SHORT TASK » Collect every line of the data below that contains the string "socony", matching case exactly.

RECORDS SHOWN »
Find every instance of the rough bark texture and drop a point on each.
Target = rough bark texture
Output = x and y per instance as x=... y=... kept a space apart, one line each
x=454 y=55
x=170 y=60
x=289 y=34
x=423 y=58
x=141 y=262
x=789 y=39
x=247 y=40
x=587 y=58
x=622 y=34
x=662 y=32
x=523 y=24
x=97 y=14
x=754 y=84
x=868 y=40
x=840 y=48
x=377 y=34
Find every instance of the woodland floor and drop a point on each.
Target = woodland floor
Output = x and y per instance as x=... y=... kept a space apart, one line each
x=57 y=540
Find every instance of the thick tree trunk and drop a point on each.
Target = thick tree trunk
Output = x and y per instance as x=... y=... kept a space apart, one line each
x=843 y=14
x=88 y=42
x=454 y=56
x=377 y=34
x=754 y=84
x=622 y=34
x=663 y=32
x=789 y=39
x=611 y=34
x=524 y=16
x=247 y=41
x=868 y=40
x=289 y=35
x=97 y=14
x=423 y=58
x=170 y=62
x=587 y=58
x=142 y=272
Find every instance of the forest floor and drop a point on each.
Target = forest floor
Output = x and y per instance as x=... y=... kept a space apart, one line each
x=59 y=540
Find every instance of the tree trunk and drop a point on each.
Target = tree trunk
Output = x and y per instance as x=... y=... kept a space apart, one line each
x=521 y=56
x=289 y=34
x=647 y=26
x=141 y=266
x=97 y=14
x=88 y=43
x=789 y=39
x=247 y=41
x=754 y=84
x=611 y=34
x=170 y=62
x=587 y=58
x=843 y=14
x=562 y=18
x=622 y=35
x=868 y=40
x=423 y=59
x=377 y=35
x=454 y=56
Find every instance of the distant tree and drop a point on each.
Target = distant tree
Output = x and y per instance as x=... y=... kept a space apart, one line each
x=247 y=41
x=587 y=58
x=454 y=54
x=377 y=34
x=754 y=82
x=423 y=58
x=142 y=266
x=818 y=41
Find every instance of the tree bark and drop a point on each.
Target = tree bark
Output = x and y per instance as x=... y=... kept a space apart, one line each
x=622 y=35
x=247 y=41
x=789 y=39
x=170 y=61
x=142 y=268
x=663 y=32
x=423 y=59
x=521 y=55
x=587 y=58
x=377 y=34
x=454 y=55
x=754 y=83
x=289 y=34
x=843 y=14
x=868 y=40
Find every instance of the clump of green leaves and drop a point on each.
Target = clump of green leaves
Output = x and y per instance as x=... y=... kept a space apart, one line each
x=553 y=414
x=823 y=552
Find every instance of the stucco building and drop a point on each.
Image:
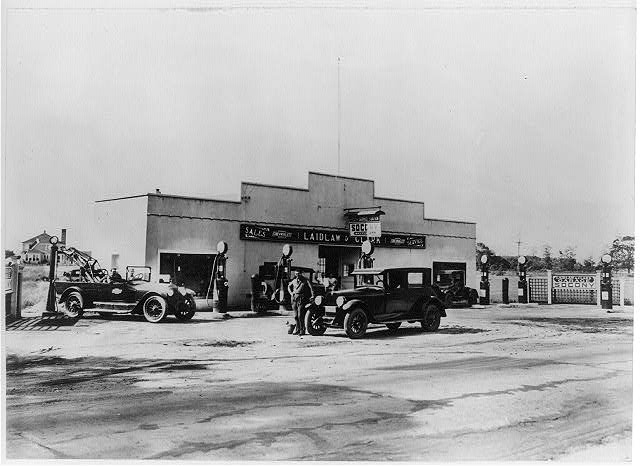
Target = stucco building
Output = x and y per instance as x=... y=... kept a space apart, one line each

==

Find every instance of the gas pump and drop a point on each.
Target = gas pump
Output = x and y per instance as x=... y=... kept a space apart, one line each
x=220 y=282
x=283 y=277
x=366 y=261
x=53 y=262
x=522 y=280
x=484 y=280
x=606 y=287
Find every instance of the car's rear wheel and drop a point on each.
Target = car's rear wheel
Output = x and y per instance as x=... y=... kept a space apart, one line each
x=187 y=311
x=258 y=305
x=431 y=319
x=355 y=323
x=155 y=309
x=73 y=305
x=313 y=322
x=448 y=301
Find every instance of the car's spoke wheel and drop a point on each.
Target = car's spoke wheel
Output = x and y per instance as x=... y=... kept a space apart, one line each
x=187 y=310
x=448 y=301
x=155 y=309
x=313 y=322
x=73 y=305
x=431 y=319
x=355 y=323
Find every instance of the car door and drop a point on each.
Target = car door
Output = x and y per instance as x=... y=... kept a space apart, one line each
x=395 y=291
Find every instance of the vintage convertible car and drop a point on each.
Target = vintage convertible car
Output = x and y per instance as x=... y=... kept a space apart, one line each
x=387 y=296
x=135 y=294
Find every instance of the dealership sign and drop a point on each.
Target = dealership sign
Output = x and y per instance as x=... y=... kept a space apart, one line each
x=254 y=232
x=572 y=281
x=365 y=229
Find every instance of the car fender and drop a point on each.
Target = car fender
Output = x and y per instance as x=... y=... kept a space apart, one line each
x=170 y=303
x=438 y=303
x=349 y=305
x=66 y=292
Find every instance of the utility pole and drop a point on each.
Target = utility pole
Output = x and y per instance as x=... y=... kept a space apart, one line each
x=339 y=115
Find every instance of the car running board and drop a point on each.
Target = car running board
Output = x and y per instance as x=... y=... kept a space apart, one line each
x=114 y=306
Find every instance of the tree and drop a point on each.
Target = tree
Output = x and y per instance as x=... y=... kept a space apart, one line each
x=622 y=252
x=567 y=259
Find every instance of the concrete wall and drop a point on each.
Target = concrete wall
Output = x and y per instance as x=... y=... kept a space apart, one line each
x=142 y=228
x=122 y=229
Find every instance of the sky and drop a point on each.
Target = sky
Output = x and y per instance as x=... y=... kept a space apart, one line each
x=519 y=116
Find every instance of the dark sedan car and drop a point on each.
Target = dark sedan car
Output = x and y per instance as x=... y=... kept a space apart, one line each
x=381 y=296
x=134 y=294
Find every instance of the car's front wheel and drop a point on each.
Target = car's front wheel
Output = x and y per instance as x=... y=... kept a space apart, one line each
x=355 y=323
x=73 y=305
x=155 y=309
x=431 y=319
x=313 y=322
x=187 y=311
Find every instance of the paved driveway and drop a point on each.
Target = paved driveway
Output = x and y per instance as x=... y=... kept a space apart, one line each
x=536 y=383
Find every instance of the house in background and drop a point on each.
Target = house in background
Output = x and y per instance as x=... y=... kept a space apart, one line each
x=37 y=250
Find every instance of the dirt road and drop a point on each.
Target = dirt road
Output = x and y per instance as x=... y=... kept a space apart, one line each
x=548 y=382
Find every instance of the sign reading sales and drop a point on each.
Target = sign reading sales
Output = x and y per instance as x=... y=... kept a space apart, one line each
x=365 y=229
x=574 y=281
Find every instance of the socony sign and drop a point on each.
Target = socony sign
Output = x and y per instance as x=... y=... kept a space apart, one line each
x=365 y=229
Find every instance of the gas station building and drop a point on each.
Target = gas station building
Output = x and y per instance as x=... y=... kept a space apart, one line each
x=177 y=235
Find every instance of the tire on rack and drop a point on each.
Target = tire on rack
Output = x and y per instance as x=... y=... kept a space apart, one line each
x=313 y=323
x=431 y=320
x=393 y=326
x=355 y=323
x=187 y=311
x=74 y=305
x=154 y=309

SOLUTION »
Find every instance of the socony sign and drop a point on each.
Target = socony sign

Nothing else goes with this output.